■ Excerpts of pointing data
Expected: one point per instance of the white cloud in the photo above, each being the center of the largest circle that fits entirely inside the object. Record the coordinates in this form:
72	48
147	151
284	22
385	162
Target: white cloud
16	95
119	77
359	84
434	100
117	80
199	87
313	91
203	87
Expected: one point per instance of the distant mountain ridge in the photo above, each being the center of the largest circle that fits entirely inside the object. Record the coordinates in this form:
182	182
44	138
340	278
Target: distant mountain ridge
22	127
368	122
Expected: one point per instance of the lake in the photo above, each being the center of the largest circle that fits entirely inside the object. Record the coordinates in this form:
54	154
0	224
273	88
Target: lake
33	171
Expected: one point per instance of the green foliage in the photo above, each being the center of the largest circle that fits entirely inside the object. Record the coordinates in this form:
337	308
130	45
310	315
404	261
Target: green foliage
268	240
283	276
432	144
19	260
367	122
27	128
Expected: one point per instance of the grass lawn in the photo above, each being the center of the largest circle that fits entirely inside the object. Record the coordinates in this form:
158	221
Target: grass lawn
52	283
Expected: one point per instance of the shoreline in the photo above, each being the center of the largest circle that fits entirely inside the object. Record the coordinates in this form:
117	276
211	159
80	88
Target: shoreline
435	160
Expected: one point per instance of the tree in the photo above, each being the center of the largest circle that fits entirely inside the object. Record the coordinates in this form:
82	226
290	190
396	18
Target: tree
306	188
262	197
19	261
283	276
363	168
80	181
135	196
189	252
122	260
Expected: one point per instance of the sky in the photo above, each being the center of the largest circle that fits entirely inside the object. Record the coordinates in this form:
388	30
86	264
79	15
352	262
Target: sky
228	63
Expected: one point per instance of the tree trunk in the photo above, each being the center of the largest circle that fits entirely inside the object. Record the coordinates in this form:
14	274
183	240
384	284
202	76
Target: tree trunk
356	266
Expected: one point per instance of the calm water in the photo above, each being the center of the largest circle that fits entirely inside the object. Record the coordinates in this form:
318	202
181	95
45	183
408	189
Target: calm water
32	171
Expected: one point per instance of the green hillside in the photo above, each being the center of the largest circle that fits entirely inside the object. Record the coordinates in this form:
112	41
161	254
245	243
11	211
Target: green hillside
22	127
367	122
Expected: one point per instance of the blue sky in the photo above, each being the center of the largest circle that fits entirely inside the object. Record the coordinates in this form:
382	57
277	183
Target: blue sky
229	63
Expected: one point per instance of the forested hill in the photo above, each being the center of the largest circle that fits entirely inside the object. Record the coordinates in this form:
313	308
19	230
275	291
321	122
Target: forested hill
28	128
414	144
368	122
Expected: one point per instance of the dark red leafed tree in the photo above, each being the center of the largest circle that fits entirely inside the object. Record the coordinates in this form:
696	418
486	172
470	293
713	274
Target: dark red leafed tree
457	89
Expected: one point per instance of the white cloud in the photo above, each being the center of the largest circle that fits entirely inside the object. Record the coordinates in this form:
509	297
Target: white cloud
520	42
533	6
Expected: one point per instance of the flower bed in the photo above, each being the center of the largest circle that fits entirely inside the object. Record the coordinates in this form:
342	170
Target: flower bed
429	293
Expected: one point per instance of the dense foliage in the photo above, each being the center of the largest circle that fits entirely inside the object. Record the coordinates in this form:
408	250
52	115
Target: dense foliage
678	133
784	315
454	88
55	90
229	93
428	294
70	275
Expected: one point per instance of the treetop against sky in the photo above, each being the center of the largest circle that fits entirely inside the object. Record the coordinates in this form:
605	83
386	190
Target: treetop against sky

■ DESCRIPTION OF THE TASK
Reproduce every line from the one containing "Expected: one point per instance of the blue" through the end of the entries, requests included. Scale each answer coordinate by 2.5 and round it to a whole number, with halves rounded up. Leave the numbers in the requests and their format samples unchanged.

■ WORKED ANSWER
Expected: one point per instance of the blue sky in the photo above, each being the center of the largest circle that fits entirely inside the object. Record the coordinates in this form:
382	57
277	183
Target: blue sky
573	158
Expected: one point per instance of the forested hill in the photo above, each being the center of the largest circle that fits entirely inside the object. Record the coordinates in this form:
313	308
19	230
275	291
321	122
Target: forested hill
70	320
1035	360
920	305
Expected: one point per instance of the dark red leafed tree in the photo above, each being the center of the largest circle that fits entirely inside the object. Record the coordinates in this form:
696	418
486	172
470	293
713	274
Target: dark red leafed tree
1143	223
Expected: one point per instance of the white cloud in the photo above, each being the center of the largest circle that fits entirely inside the object. Record the coordinates in this form:
509	297
Target: white cloud
1300	105
1333	15
Expected: one point per instance of the flower bed in the photo above, each being the center of the largest circle that fits entirely inside the object. Record the coordinates in this form:
342	170
Target: flower bed
1073	733
Expected: one point per instance of the dense foliage in the photo above, each being the center of the largest circle that fits entirely inside the object. Record the coordinates in this form:
408	250
52	115
Target: dense foliage
1695	333
1960	788
1135	220
138	225
573	233
1070	735
175	688
Expected: one point per instance of the treetop against sky in the photo above, each being the center of the largest circle that fits entirely inside the object. Record the coordinates in this form:
605	83
386	190
Target: treetop against sky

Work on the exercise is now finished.